INSTRUCTIONS TO FOLLOW - Set down every entry word for word. Omit the pictures.

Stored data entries
BEGIN

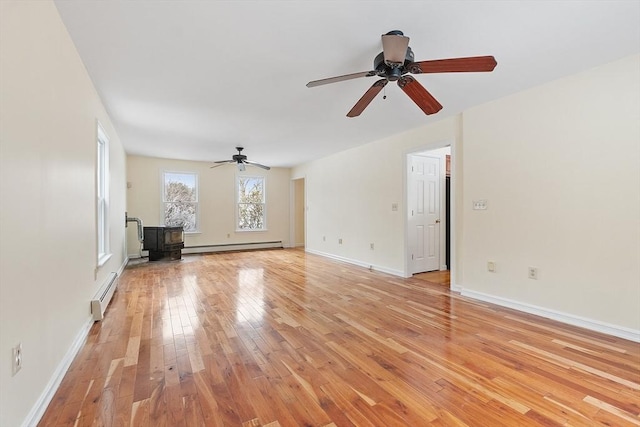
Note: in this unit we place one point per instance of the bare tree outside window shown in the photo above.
(251, 203)
(180, 198)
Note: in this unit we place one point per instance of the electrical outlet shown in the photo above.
(16, 361)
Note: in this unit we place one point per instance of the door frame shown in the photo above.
(452, 211)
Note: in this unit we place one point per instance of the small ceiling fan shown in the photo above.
(396, 61)
(241, 160)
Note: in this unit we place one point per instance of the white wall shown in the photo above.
(560, 167)
(216, 198)
(350, 196)
(48, 242)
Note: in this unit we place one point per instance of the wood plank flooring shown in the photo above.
(283, 338)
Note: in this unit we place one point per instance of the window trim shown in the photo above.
(237, 204)
(103, 250)
(163, 202)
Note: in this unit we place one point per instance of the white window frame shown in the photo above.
(102, 196)
(163, 202)
(264, 204)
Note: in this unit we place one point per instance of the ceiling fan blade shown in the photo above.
(336, 79)
(419, 95)
(394, 47)
(257, 164)
(367, 98)
(222, 162)
(454, 65)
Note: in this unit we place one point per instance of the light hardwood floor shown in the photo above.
(284, 338)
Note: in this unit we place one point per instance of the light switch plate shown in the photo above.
(480, 205)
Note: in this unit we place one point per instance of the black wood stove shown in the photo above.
(163, 242)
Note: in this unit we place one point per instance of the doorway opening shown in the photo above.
(428, 210)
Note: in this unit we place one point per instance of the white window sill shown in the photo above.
(103, 259)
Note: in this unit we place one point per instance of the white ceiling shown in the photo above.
(193, 79)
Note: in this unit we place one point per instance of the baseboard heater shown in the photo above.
(231, 247)
(101, 301)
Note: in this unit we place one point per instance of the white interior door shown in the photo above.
(423, 182)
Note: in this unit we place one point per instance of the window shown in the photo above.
(251, 203)
(102, 193)
(180, 200)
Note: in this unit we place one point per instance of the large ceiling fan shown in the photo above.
(395, 62)
(241, 160)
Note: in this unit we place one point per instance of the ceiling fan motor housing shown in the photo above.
(392, 73)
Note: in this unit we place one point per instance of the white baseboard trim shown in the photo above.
(358, 263)
(38, 409)
(571, 319)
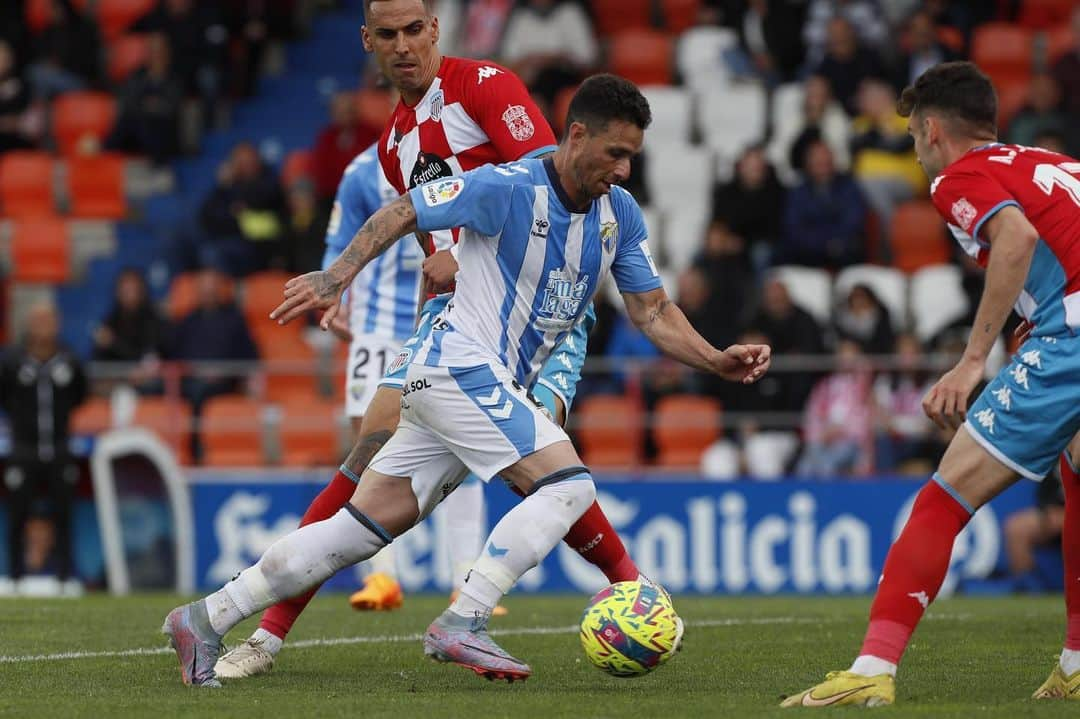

END

REPLY -
Note: in this unit we place one point per instance of the bare tree outside window shown in the photo above.
(251, 203)
(180, 198)
Note: in this unit we place one point per instance of the electrical outlet shown in the photo above.
(16, 361)
Note: in this unit we place one point per instance of the door frame shown in the photo above.
(452, 211)
Note: in this unit we place one point per instance of the small ceiling fan shown in the photo above.
(396, 61)
(241, 160)
Note: in this unit we place one point per instance of the white wall shown in the photo above.
(560, 167)
(216, 198)
(350, 196)
(48, 242)
Note: in this unit we place one point per instance of the wood plank flooring shown in the photo above.
(283, 338)
Note: in this unit we place one point per instance of the window trim shown in the photo above.
(237, 204)
(103, 250)
(163, 202)
Note: in this unit we place one point per instance of the white window frame shown in the photo above.
(102, 196)
(163, 202)
(264, 204)
Note: in this unit we place one point per instance of the ceiling fan blade shown in the photo above.
(336, 79)
(419, 95)
(394, 47)
(257, 164)
(367, 98)
(222, 162)
(454, 65)
Note: in this unit we place one point per instance of the light hardwood floor shown in the photo above.
(284, 338)
Note: in this unit we place one point per instance of the light switch plate shown in the photo above.
(480, 205)
Note: in this unit we place one point per instance of the black wood stove shown in the photo above.
(163, 242)
Note: in this unit we place one point per instance of the doorway opening shown in the photo above.
(428, 210)
Note: in this unit we place one point per instance of the white window sill shown in the photo above.
(103, 259)
Note: in this unit we place one point per instance of the white ceiling shown in the photo above.
(193, 79)
Note: in this unit we place one point per instance of the baseboard heater shown in the photo above.
(231, 247)
(101, 301)
Note: in this unit we place one point per instance of the white interior door shown in the photo above.
(423, 182)
Note: in this unit we place one point per instance of the window shown in the photo above.
(251, 203)
(102, 193)
(180, 200)
Note: in this unit we place one point per instance of the large ceiling fan shown in the photo above.
(395, 62)
(241, 160)
Note: in this unit we place one point per instance of the ceiling fan motor housing shown in the photo above.
(392, 73)
Note: in this unit we place one point per instance of the white baseboard trim shown in the photo above.
(358, 263)
(38, 409)
(571, 319)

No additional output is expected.